Requirement
Restate all of the entries verbatim.

Extracted records
════════════════

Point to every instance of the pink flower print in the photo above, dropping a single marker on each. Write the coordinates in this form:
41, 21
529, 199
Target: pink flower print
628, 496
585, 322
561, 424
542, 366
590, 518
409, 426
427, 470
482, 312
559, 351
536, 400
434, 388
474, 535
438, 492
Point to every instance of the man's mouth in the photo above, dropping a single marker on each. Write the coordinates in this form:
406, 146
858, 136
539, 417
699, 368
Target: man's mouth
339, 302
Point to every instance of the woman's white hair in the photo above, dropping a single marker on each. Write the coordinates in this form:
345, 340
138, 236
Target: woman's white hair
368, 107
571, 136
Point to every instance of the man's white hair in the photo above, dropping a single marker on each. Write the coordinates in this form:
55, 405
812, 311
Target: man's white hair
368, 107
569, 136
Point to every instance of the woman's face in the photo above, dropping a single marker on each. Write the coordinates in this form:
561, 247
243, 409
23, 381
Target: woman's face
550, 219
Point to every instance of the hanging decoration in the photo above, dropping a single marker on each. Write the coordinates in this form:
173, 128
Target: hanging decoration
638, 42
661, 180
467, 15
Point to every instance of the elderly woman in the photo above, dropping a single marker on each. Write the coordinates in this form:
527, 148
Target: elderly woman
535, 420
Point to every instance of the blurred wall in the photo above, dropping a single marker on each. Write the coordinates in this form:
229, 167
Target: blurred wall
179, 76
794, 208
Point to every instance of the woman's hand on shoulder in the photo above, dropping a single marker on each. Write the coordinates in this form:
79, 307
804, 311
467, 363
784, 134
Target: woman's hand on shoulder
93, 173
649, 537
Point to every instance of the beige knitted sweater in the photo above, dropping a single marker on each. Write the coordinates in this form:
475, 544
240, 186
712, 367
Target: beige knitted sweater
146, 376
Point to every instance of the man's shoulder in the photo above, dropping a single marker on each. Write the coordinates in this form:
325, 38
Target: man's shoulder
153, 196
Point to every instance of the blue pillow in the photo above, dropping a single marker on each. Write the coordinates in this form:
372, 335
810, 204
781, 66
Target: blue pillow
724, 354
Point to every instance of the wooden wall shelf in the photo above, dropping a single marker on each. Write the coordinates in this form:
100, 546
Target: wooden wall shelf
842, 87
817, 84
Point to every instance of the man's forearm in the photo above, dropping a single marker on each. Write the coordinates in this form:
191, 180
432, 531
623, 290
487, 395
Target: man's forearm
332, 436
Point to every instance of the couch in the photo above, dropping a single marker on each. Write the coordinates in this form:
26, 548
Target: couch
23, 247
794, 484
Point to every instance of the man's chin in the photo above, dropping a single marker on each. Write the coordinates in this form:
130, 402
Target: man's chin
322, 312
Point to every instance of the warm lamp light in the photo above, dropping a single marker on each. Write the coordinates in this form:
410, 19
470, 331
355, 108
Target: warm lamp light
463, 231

════════════════

Exercise output
Point to every instance of the pink flower print in the photo above, dropping a single marker on each. Write the coordinates in this form:
41, 21
529, 199
Target: pink flower print
628, 496
585, 322
561, 424
542, 366
590, 518
409, 426
427, 470
482, 312
559, 351
536, 400
434, 388
474, 535
438, 492
Point to every instance of the man's mouth in the photo above, dropping a single marker on each. Write the coordinates in this form:
406, 146
858, 136
539, 417
699, 368
Target: man's mouth
339, 302
Point to every instance of the woman's white hair in the photo above, dropping a single marker on each. Write the coordinates in this form:
345, 340
138, 236
Target: woman's white hair
368, 107
571, 136
Point to every instance of the man's white hair in the photo above, dropping a single marker on each. Write the coordinates in this form:
55, 405
812, 311
Target: man's white hair
368, 107
569, 136
Point to every instance of the woman's face in the photo above, dropping a single marker on each. Write the coordinates in this form:
561, 247
243, 409
23, 381
Target: woman's face
550, 219
Point to every instance of the hanging decoration in the photo above, dropping a single marker on each. Write the coordinates in this form:
173, 128
Target: hanging decoration
638, 42
661, 180
467, 15
Point to every instance of the elderly woman in the photo above, dropping a single marker on each. Write the coordinates in this form:
527, 148
Target: elderly woman
535, 420
Point to every instance of the blurred wall in the photo above, dropping a single marker on each. Write the coordinates in this form:
229, 167
Target: blurred wall
179, 76
794, 208
Point to every instance of the woman's hand on shoulder in the photo above, dropping a single marker on each. Write the coordinates in this form:
79, 307
804, 311
467, 363
784, 134
Target: woman's hand on shoulder
93, 173
649, 537
Point to every instance of the beige knitted sweater in the photo above, dropping a single marker on each. Write the coordinates in this form:
475, 544
240, 186
712, 367
Target: beige knitted sweater
146, 376
Point to every instance of the man's shoulder in the photo above, dropping a single marker on each. Write the coordinates in this form:
325, 38
Target: man's shoulder
153, 196
Point to every instance of the blue pillow in the photo above, dropping a single marker on each. Write the coordinates in this form:
372, 335
810, 204
781, 66
Target: blue pillow
724, 354
Point to every instance of the wooden wall shelf in the photo above, dropping a single marker on each. Write the coordinates in this form:
100, 546
Target: wooden wall shelf
842, 87
817, 84
Point to every instance of the man's forearm in the photo above, dropping a single marker on each. Write the coordinates in this form:
191, 180
432, 531
623, 290
487, 395
Target: man's forearm
332, 436
Point to every instance of the couch in the photo above, dropping a single marker on each. Write the coordinates in this form:
26, 548
Target: couch
23, 247
794, 484
Point to every instance of the man's chin in the photo above, dropping a single marker on each. Write the coordinates in this form:
130, 402
Target: man's chin
322, 312
Point to every instance of the warm lamp light in the photo above, dropping a single marker on each. Write the coordinates in this form:
410, 19
470, 331
355, 108
Target: warm lamp light
463, 231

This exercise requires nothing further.